* [ARTICLE]:
Québec n’a aucun échéancier pour limiter la vente de produits du tabac et de vapotage

MONTRÉAL — En réaction au fléau de l’accès aux produits de vapotage par les ados québécois, le ministre de la Santé dit vouloir «sévir» contre les distributeurs, mais le ministère confirme n’avoir toujours aucun échéancier pour limiter la vente de tels produits au public.

Pressé de questions à l’Assemblée nationale, jeudi, à la suite de révélations du quotidien Le Devoir indiquant qu’il est facile pour les mineurs de se procurer des cartouches de vapotage excédant la dose légale en nicotine, le ministre Christian Dubé a qualifié la situation d’«inadmissible».

Il a ajouté que les distributeurs doivent se conformer à la loi et que le gouvernement allait «exiger des distributeurs qu’ils respectent la loi».

Or, le gouvernement du Québec n’a aucune idée du nombre de distributeurs de produits du tabac et de vapotage et encore moins de qui ils sont ni où ils se trouvent.

Actuellement, la loi ne requiert aucun permis particulier pour vendre au détail des produits du tabac ou de vapotage et le ministère de la Santé et des Services sociaux (MSSS) a confirmé à La Presse Canadienne qu’il n’existe pour l’instant aucun échéancier pour déployer ce système.

* [TRAVAIL DEMANDÉ]:
**1)** D’après l’article, quel quotidien a révélé que les mineurs peuvent facilement se procurer des cartouches de vapotage dépassant la dose légale en nicotine ?
**2)** Réécrivez toutes les lignes de l’ensemble des enregistrements, consignes comprises, en ramenant à l’échelle 0,5 chaque coordonnée de pixel des réponses, arrondie à l’entier avec les demis vers le haut. Ne reproduisez pas les images.
L’article et les enregistrements proviennent de sources distinctes.

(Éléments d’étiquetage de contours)
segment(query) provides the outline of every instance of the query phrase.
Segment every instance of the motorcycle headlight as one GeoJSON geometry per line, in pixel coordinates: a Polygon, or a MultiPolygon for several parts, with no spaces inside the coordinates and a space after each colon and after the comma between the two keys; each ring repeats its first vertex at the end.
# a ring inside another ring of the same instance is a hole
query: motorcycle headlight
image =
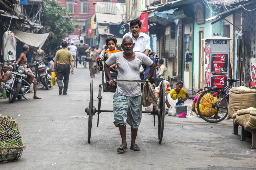
{"type": "Polygon", "coordinates": [[[24,71],[25,71],[24,66],[20,66],[18,68],[17,70],[18,72],[20,73],[23,73],[24,72],[24,71]]]}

* [RÉPONSES PAR TÂCHE]:
**1)** Le Devoir.

**2)**
segment(query) provides the outline of every instance of the query phrase.
Segment every instance of the motorcycle headlight as one GeoJSON geometry per line, in pixel coordinates: a Polygon, or a MultiPolygon for several parts, with no spaces inside the coordinates and a space after each colon and after the comma between the two keys; each ring repeats its first vertex at the end.
# a ring inside another ring of the same instance is a hole
query: motorcycle headlight
image =
{"type": "Polygon", "coordinates": [[[12,36],[13,36],[12,33],[10,33],[9,34],[9,35],[9,36],[10,37],[12,37],[12,36],[12,36]]]}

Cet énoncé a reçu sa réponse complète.